# TEXT EXCERPT:
Despite his new ascetic life, Arun was an erudite and worldly fellow with an Anglophile bent. After Shiva, he worshipped Shakespeare. His archaic English was full of antiquated colonial colloquialisms. Coming from a bearded sadhu, the phrase “jolly good” had a surreal flavour. So too did his sense of chronology, as if he had already entered some timeless plane, too busy chatting to the gods to notice the passage of decades and centuries. He spoke with great concern about the 1666 Great Fire of London as if we were still picking through the embers. He hoped I had not been too disappointed when Churchill lost the 1945 election.

I met Arun in the Temple of Arunachaleswarar at Tiruvannamalai, where he was perched on a wall among a flock of saffron-robed sadhus. Some were smeared with ash as a sign of their abandonment of the material world. Others had confined themselves to elaborate tilaka marks on their foreheads. Arun had a bald polished head, a white beard, a small bag that contained all his remaining possessions and the kind of giggly sense of humour that seems obligatory for Indians of a philosophical bent. He told me about the god Shiva.

“Have you seen his phallus?” Arun asked.

This was Shiva’s night and his lingam was hard to avoid. Beneath a full moon, all South India seemed to be converging on Tiruvannamalai to worship Shiva’s phallus. In countless shrines through the temple it appeared in the form of a short stone pillar. On the mountain behind the temple, it was represented by a pillar of flame penetrating the dark sky. As we spoke, women were queuing at a nearby shrine to smear the divine phallus with sandalwood oil.

“The symbol of renewal, of regeneration,” Arun said. “Very exciting for the pilgrims.”

# ITEMS:
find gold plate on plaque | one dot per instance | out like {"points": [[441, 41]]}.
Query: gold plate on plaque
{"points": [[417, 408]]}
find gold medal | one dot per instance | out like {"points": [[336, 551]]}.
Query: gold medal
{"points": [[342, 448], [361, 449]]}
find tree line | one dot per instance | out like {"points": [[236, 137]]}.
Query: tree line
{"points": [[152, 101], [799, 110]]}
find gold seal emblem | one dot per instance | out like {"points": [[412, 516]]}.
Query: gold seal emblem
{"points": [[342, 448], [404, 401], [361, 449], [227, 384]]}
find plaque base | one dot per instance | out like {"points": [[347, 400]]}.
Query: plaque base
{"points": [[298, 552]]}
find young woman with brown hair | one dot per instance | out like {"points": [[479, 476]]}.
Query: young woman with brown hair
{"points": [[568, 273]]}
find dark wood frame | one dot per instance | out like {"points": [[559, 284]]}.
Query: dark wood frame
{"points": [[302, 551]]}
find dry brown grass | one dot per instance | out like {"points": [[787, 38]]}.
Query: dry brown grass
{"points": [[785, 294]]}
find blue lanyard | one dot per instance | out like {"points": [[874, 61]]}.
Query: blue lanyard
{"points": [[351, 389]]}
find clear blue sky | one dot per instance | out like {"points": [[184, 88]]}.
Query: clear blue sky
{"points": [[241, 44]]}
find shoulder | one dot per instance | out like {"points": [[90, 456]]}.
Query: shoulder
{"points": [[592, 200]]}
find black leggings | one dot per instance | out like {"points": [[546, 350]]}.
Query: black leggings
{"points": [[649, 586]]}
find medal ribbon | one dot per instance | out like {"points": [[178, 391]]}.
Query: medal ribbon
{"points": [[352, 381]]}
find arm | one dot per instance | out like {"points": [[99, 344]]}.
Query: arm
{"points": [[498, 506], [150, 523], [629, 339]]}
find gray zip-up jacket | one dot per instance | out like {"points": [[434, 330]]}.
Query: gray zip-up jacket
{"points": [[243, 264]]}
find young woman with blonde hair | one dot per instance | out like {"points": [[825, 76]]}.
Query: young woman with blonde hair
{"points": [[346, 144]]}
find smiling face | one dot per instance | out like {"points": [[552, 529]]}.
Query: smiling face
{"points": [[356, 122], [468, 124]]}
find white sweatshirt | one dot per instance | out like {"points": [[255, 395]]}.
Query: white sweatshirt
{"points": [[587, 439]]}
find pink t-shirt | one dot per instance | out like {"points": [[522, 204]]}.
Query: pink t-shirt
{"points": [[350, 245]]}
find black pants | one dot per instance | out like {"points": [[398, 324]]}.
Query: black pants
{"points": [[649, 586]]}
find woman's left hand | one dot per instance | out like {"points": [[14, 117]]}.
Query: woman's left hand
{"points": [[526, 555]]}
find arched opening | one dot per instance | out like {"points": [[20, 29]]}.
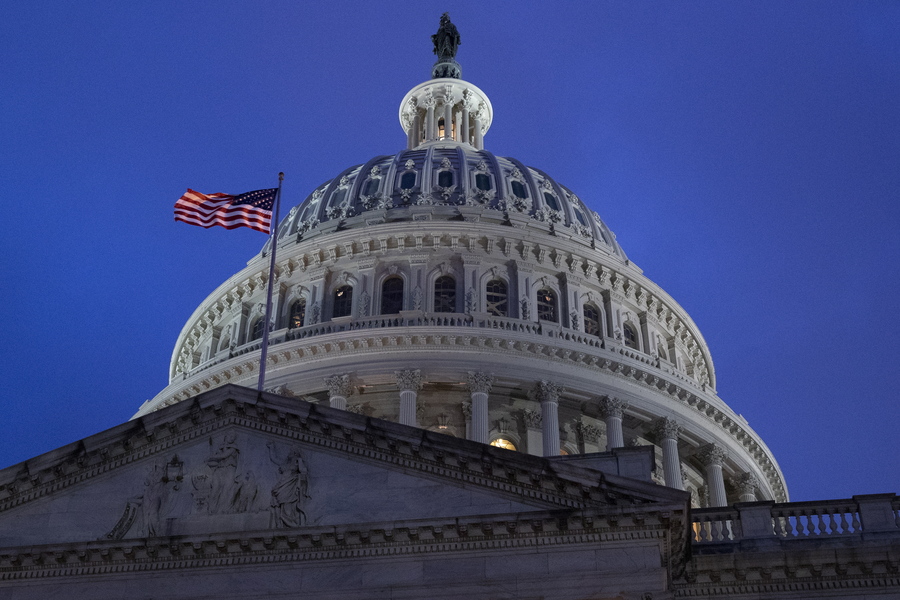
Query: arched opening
{"points": [[445, 294], [257, 328], [497, 296], [630, 335], [592, 324], [392, 296], [343, 302], [297, 316], [547, 310]]}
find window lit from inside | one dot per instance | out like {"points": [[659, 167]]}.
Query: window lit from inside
{"points": [[445, 294], [343, 301], [497, 298], [298, 314], [592, 320], [391, 296], [547, 305]]}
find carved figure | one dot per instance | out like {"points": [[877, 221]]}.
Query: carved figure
{"points": [[446, 40], [224, 483], [291, 489]]}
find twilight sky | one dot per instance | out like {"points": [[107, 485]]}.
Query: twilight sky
{"points": [[747, 155]]}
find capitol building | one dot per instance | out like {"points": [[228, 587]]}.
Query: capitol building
{"points": [[470, 392]]}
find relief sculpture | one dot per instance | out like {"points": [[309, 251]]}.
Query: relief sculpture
{"points": [[219, 487]]}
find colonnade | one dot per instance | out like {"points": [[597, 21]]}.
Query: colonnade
{"points": [[543, 427]]}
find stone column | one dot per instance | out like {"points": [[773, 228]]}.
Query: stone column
{"points": [[467, 415], [339, 389], [667, 431], [590, 437], [430, 129], [746, 483], [547, 393], [409, 382], [613, 409], [712, 456], [479, 386], [534, 437]]}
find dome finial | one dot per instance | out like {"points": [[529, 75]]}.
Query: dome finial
{"points": [[446, 42]]}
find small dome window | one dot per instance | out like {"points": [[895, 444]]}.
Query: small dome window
{"points": [[445, 179], [630, 336], [551, 200], [445, 294], [503, 443], [371, 187], [519, 189], [343, 302], [408, 181], [298, 314], [497, 298], [592, 320], [391, 296], [256, 329], [547, 305]]}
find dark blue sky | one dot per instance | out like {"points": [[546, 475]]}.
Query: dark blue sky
{"points": [[747, 154]]}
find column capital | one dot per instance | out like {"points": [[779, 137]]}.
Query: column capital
{"points": [[409, 380], [547, 391], [666, 428], [339, 385], [532, 419], [746, 483], [479, 382], [712, 454], [590, 433], [467, 410], [612, 407]]}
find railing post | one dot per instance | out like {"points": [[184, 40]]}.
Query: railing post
{"points": [[876, 512], [756, 519]]}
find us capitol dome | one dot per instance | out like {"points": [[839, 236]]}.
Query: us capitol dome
{"points": [[470, 294]]}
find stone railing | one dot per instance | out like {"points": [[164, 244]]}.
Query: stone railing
{"points": [[797, 520]]}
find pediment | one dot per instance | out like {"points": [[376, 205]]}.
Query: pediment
{"points": [[232, 460]]}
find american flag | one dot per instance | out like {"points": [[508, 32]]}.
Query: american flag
{"points": [[251, 209]]}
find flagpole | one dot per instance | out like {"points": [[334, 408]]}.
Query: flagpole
{"points": [[267, 323]]}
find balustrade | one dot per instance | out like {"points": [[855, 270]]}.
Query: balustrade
{"points": [[796, 520]]}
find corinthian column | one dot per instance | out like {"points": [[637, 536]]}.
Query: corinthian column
{"points": [[712, 456], [612, 410], [479, 386], [547, 393], [339, 389], [409, 382], [667, 431], [746, 483]]}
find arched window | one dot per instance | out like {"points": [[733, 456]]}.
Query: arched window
{"points": [[630, 336], [547, 305], [445, 179], [391, 296], [551, 200], [504, 443], [592, 320], [371, 187], [445, 294], [256, 329], [497, 298], [343, 301], [519, 189], [298, 314]]}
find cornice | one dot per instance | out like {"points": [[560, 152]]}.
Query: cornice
{"points": [[539, 529]]}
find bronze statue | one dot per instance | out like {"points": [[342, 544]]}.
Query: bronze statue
{"points": [[446, 40]]}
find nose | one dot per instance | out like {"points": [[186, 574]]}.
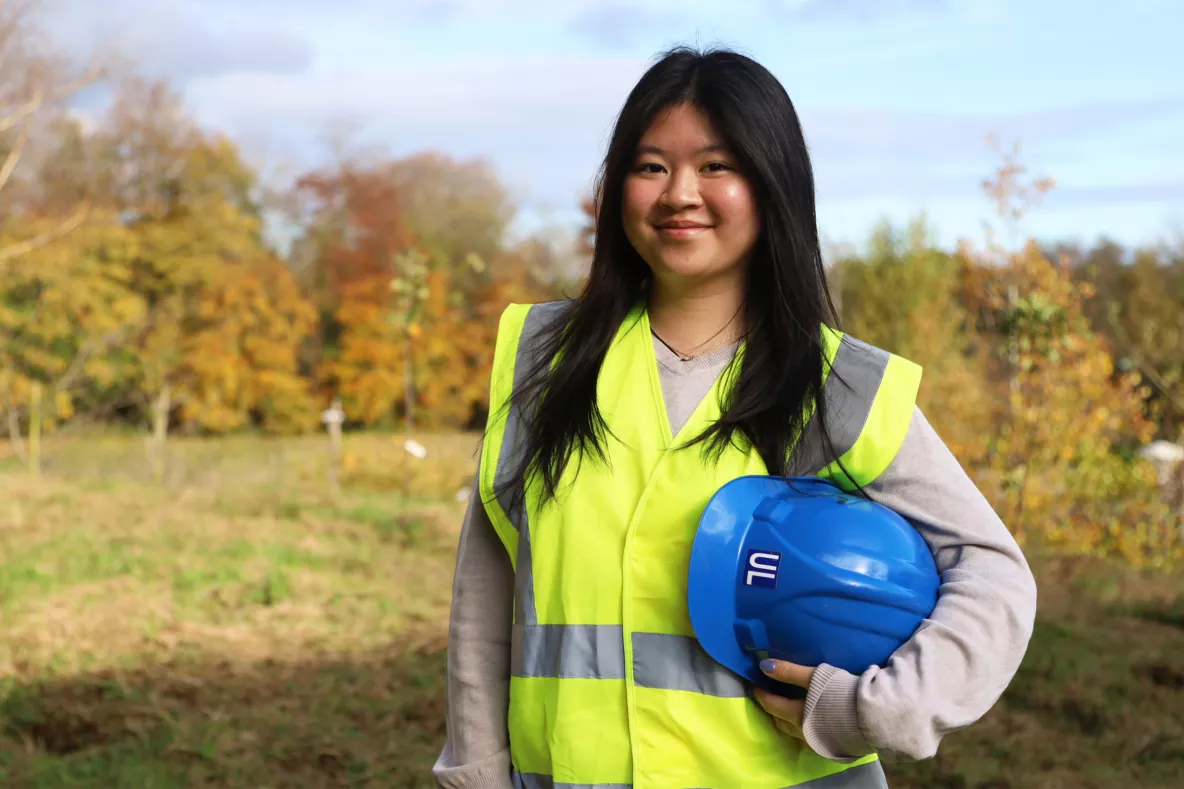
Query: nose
{"points": [[682, 190]]}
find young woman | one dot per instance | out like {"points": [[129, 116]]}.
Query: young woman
{"points": [[701, 348]]}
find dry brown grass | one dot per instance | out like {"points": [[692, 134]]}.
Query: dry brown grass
{"points": [[236, 627]]}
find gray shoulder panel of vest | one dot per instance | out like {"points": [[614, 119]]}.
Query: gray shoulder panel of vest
{"points": [[538, 319], [851, 386]]}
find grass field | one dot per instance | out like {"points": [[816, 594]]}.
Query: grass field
{"points": [[238, 627]]}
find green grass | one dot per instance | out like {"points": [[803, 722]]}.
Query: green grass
{"points": [[237, 627]]}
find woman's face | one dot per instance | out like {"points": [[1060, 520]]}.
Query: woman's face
{"points": [[687, 210]]}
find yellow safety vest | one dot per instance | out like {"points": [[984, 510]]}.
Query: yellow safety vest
{"points": [[609, 686]]}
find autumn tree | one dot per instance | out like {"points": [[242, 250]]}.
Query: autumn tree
{"points": [[454, 209], [1061, 406], [905, 295], [36, 84]]}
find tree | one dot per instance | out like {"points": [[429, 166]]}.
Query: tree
{"points": [[452, 209], [906, 296], [66, 305], [1062, 409], [34, 87]]}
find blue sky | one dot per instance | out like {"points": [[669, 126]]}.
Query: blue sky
{"points": [[896, 96]]}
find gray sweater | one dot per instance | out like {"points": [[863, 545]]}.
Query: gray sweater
{"points": [[946, 677]]}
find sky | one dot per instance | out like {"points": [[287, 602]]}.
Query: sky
{"points": [[896, 97]]}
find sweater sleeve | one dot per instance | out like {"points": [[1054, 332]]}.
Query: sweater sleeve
{"points": [[963, 656], [476, 751]]}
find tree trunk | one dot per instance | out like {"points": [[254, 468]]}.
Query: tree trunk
{"points": [[409, 409], [160, 411], [34, 431]]}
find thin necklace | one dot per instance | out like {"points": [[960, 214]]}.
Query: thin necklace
{"points": [[684, 357]]}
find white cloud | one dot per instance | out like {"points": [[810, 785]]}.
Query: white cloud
{"points": [[175, 39]]}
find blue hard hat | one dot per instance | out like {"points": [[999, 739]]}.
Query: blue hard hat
{"points": [[796, 569]]}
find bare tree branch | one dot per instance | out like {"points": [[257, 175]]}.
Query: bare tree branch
{"points": [[18, 443], [24, 248], [10, 162], [1146, 369]]}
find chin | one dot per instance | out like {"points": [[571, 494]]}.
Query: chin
{"points": [[688, 268]]}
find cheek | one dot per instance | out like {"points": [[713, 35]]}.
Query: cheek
{"points": [[735, 205], [636, 201]]}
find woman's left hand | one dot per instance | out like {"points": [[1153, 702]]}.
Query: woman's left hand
{"points": [[786, 713]]}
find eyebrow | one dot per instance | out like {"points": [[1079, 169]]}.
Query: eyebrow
{"points": [[661, 152]]}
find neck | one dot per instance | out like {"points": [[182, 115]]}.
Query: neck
{"points": [[694, 320]]}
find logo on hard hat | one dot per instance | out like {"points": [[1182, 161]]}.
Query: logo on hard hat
{"points": [[763, 568]]}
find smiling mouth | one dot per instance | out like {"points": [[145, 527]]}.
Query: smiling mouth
{"points": [[681, 229]]}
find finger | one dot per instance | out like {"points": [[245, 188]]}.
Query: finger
{"points": [[778, 706], [786, 672]]}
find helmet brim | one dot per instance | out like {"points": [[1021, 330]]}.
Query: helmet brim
{"points": [[715, 560]]}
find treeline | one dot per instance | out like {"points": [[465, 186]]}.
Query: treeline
{"points": [[149, 276], [141, 278]]}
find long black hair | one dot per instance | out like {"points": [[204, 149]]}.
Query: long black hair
{"points": [[782, 369]]}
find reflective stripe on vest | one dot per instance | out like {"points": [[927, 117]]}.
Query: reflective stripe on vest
{"points": [[609, 685], [864, 776]]}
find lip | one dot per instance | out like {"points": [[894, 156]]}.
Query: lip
{"points": [[681, 229]]}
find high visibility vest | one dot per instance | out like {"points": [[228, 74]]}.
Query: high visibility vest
{"points": [[609, 687]]}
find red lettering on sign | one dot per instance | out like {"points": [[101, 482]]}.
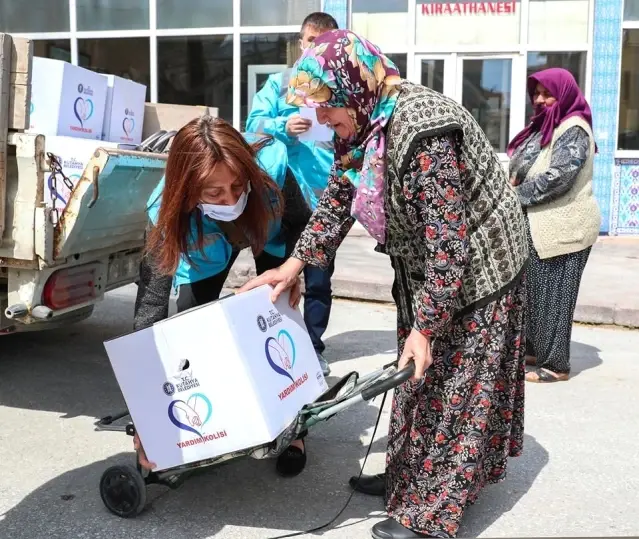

# WHAT THIS TASK INVOLVES:
Continue the travel account of meeting the sadhu Arun at Tiruvannamalai, picking up right after its final line.

# FINAL ANSWER:
I had joined the throngs of pilgrims heading for the temple through lanes of gaudy stalls selling charms and offerings for the gods: garlands of flowers, coconuts, bags of camphor, fruit, tilaka powder, sandalwood. Beneath the vast pyramidal gopuram (tower) of the temple, with its giddy tiers of demons and gods, a huge fire burned as if we had arrived at the gates of Hell. Tripping over prostrate devotees, I pushed my way inside on a rising tide of pilgrims through apocalyptic clouds of smoke.

On this auspicious night, pilgrims all arrived with the hope of blessing. Queues of people, each holding the offering they had purchased in the forecourt, snaked around the halls from the numerous shrines. In each shrine a god was enthroned, garish and neon-lit, in the middle of a designer’s nightmare of tinsel and plastic flowers, coloured lights and cheap figurines. Bare-chested Brahmin priests received the offerings. In return they dispensed blessings, the favour of Shiva, by pouring holy water into upturned palms or by smearing tilaka marks on proffered foreheads. While the pilgrims departed with their hopes buoyed, their offerings were probably sold back to the stallholders outside.

In the dark halls, among the smoke and the fires, their collective longing was palpable. Each pilgrim wanted to connect their lives to the great forces of fortune and fate, to Shiva and his wife Parvati and to their many manifestations. Each arrived here with some desire. They wanted a new job, a new house, a new husband, or possibly just a remake of the one they had. They wanted support with ill health, with loved ones. They wanted luck, they wanted success, they wanted love. The wanting felt like a rising clamour about me. I almost felt I could hear it, that if I cocked my head and listened hard, I might hear these collective desires like a harsh wind. I was saddened by them. I wanted a spiritual world that had less to do with personal desire and more to do with understanding.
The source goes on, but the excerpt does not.